Send a single haiku for the Wednesday Haiku feature. Here's how.
 
Go to the LitRock web site for a list of all 178 songs

13 comments:

Ed Baker said...

the poems in this book of hers in the section "1960-1964" of the Collected LN beautifully put together by Jenny Penberthy....

Jenny Penberthy an editor of the HIGHEST integrity.... she would be a terrific person to do a Selected Works of Cid Corman and also a Man and Poet book ?

here is a photo that I took in 2003 :

http://edbaker.maikosoft.com/niedecker_celebration/jennycid.html

et ceteras
that won't "get into the history books"

Anonymous said...

and there's Niedecker's title poem:

Your erudition
the elegant flower
of which

my blue chicory
at scrub end
of campus ditch

illuminates


Thanks, ever, Don,
Donna

tom said...

Lorine has been one of my favorites since I first discovered her in Corman's Gist of Origin. Thank you, Don

Issa's Untidy Hut said...

Thanks, Ed. Has most of Blue Chicory been incorporated in Collected LN via Jenny Penberthy.

And here's to a new selected Cid ...
════════════════════
Exercise requirements => Duplicate the stretch of the blog comments above starting at "Ed Baker said..." and ending at "Anonymous said...".

(Data entries)
════════════════════
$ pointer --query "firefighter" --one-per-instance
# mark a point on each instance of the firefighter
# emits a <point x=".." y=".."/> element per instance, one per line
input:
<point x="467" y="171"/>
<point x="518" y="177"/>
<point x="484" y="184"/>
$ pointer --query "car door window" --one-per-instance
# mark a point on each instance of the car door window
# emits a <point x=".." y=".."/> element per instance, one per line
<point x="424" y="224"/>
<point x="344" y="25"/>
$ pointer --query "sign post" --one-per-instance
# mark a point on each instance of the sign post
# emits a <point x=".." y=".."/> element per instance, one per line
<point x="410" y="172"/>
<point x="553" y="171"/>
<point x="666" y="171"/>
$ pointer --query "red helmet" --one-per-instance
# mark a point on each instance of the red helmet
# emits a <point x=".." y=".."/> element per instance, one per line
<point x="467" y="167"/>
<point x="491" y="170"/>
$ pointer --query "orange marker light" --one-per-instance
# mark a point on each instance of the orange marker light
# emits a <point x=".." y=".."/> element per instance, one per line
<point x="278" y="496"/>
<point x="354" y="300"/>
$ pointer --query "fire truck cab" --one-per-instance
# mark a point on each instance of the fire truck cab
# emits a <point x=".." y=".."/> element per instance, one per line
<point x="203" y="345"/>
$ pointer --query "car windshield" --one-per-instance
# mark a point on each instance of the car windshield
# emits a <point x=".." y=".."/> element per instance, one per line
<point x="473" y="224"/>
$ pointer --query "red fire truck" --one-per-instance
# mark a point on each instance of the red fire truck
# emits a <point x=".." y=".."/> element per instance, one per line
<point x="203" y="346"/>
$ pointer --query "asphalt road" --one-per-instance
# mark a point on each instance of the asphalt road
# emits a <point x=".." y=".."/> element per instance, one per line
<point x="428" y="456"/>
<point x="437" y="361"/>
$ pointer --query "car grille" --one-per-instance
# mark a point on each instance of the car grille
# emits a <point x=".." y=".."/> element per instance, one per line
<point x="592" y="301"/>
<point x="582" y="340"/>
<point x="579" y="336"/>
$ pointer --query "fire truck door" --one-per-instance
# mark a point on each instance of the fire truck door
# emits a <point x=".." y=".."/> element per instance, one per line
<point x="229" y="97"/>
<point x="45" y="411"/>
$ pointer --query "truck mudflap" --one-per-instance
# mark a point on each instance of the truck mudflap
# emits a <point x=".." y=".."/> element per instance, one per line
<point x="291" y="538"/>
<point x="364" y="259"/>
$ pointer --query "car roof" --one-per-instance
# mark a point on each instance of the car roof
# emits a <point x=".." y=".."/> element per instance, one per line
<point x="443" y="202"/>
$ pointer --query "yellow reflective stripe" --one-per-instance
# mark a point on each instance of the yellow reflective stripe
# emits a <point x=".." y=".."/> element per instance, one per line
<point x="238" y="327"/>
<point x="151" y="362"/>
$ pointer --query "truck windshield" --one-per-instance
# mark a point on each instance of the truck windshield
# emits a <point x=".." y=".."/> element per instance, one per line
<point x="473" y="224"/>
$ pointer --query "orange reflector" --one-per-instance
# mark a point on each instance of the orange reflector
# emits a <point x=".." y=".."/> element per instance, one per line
════════════════════
Exercise output =>
Ed Baker said...

the poems in this book of hers in the section "1960-1964" of the Collected LN beautifully put together by Jenny Penberthy....

Jenny Penberthy an editor of the HIGHEST integrity.... she would be a terrific person to do a Selected Works of Cid Corman and also a Man and Poet book ?

here is a photo that I took in 2003 :

http://edbaker.maikosoft.com/niedecker_celebration/jennycid.html

et ceteras
that won't "get into the history books"

Anonymous said...